Reading passage:
Wednesday, July 5, 2017

Carolina Bound

We are under way in the Atlantic Ocean, Fort Lauderdale and Port Everglades receding behind us, and nearly 400 miles of ocean ahead of us on our journey to Charleston Harbor. At this moment we have nearly a two knot push, and we expect to have more than that for part of the trip, giving us an arrival sometime mid-day Friday.

Shortly after my last post, we dropped lines and motored the two miles upriver to the downtown city docks. The river was busy for the holiday weekend, and we made passing arrangements with several large tour boats, including the enormous Jungle Queen. It's challenging driving, all by hand, but we're old hands at this river now and it's now just an interesting cruise. We even know all the local landmarks to make our radio announcements, such as the obscure "girls school."


Vector at the New River downtown docks, with some city art in the foreground.

We arrived at the fueling berth at 11:30 and were glad to find it vacant; the scheduled 11am fueling must have already finished. We tied alongside at low water to find ourselves sitting in the mud. I ran down to the dockmaster's office to do paperwork and get a parking pass, returning just in time to meet good friends Gill and Curtis, get them parked, and all aboard for lunch. It was nice of them to pick up sandwiches at Publix for us so we could stay on the boat and await the fuel truck.

Good thing, because he showed up at 12:20 for our 1:00 appointment. I asked him to wait while we finished eating, and twenty minutes later we got started fueling. The fuel guy watched the nozzle on deck while I went back in to continue enjoying our visit. A short while later our guests needed to get back home where they had contractors working; we wrapped up fueling a bit after that at about 1:45. We ended up taking on just over a thousand gallons at $1.88, the best price we'll see on the east coast.

Data entries:

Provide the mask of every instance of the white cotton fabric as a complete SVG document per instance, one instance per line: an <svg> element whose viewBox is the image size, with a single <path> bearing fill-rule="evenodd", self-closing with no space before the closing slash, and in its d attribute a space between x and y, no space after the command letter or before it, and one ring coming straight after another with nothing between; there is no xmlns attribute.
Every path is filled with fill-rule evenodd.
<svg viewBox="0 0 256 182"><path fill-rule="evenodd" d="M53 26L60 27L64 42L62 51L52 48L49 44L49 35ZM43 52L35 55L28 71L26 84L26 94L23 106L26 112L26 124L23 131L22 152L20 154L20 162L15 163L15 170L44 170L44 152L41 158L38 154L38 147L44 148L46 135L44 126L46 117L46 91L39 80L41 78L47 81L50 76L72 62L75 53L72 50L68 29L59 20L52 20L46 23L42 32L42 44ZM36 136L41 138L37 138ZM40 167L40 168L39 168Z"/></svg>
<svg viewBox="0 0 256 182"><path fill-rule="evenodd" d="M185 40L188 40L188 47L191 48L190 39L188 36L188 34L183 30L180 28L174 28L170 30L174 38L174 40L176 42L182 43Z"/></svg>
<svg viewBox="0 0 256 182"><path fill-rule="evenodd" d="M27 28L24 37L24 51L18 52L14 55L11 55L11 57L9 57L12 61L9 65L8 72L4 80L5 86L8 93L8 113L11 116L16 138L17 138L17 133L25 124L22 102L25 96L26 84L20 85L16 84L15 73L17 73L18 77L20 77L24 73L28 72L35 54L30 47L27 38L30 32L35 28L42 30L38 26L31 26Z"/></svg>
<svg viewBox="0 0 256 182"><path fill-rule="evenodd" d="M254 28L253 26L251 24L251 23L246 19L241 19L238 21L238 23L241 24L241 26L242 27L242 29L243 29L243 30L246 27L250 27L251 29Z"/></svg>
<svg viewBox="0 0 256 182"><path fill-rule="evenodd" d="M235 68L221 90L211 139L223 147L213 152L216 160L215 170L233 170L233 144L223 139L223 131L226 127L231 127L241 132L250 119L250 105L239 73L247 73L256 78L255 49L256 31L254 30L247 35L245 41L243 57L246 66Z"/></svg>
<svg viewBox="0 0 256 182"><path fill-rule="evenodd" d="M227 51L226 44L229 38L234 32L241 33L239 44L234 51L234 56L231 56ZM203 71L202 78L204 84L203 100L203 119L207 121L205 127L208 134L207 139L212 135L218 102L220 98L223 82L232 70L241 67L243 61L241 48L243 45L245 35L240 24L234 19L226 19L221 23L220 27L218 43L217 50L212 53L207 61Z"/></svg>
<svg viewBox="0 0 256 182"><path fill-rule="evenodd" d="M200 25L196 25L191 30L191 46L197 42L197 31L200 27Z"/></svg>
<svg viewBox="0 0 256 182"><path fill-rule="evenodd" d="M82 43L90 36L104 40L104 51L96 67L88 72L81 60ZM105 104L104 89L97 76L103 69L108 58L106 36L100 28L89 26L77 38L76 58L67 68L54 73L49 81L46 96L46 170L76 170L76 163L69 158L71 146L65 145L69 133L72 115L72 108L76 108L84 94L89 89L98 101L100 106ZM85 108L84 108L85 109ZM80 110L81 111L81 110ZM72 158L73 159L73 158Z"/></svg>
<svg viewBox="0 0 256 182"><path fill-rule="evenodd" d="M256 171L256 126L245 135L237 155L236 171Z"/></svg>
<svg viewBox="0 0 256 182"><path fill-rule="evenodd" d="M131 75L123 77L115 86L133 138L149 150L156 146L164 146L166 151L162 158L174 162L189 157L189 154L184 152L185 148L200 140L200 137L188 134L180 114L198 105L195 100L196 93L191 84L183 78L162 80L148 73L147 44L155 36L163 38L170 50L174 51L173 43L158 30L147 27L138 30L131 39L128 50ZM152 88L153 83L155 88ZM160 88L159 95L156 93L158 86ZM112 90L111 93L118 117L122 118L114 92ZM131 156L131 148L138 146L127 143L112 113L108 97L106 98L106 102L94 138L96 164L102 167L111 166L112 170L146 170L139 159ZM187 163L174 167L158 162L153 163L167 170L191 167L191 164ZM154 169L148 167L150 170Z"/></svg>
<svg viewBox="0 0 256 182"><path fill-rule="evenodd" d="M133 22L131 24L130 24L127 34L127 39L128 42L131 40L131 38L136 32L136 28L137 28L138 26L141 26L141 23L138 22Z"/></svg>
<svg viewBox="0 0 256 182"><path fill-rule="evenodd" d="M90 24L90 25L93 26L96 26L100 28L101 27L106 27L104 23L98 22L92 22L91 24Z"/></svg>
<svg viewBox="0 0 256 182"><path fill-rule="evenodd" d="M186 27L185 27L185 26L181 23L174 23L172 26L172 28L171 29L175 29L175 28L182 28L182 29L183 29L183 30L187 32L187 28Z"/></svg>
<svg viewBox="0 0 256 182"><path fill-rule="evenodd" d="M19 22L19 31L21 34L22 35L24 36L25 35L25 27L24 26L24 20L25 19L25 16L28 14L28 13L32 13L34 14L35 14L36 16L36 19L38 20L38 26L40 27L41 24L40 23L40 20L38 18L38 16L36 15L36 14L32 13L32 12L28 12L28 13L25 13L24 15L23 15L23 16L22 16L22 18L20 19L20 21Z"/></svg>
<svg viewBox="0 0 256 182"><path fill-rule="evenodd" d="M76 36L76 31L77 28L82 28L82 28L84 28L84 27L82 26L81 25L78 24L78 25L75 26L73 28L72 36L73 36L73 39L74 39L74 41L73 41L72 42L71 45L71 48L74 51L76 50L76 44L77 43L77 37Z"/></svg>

Task 1: Rewrite the passage about fueling the boat from "Good thing, because" up to and including "the east coast.", changing "fuel guy" to "truck driver".
Task 2: Write what comes next in the travel log about the voyage toward Charleston, starting after its final sentence.

Expected output 1:
Good thing, because he showed up at 12:20 for our 1:00 appointment. I asked him to wait while we finished eating, and twenty minutes later we got started fueling. The truck driver watched the nozzle on deck while I went back in to continue enjoying our visit. A short while later our guests needed to get back home where they had contractors working; we wrapped up fueling a bit after that at about 1:45. We ended up taking on just over a thousand gallons at $1.88, the best price we'll see on the east coast.

Expected output 2:
When I had signed in at the office I learned they had had a cancellation and were able to accommodate us for the Fourth or even beyond if need be. We paid for two nights and had a slip assignment just a little upriver on the other side of the Third Avenue Bridge. Before dropping lines at the fueling berth, however, we waited another 20 minutes for Lauderdale Battery to show up.


This Muscovy duck was our neighbor the whole time we were berthed.

Regular readers may recall that one of our six enormous house batteries went bad back in April, and we removed it (and, for balance, one other) from our battery bank at the time. We've been running on just 2/3 of our battery capacity since then. My efforts to source an identical replacement battery in Houston, Corpus, and New Orleans all came up dry. Lauderdale Battery sold us these six batteries three years ago, and they keep them in stock, so we arranged last week to have one delivered Monday.

Delivery (and pick-up of the take-out) is done dockside -- they will not come onto the boat. And so Sunday evening I had pulled the old one from the rack, dragged it to the engine room hatch, and lifted it on deck with our davit. (The batteries, at 175 pounds apiece, outweigh me by 30 pounds.) After the fuel truck left we again used the davit to get it onto the dock, and after the battery guy showed up we reversed the process, getting the new one all the way down to the engine room floor before closing the hatch and dropping lines for our assigned slip.

We were tied up there (map) a little before 4pm, in time to relax on deck with a well-earned beer and enjoy watching the holiday boat traffic go by on the river. Listening to the radio it was clear the professional skippers were just resigning themselves to dealing with the unending procession of center consoles paying little attention to the traffic rules.


The tiki-bar boat. A popular attraction on the New River.

Yesterday was Independence Day, and we might easily have taken the special $5 (round trip) water taxi ride out to the beach for the city's big festival, culminating in fireworks. Instead we opted to spend it with long-time online but first-time in-person friends Chad and Amanda, and their two young children, who drove out from Coral Springs to meet us. We mostly relaxed in the air conditioning in the salon (it's been very hot and humid in Fort Lauderdale), but we did take the free Water Trolley across the river to the Downtowner Saloon for an early dinner.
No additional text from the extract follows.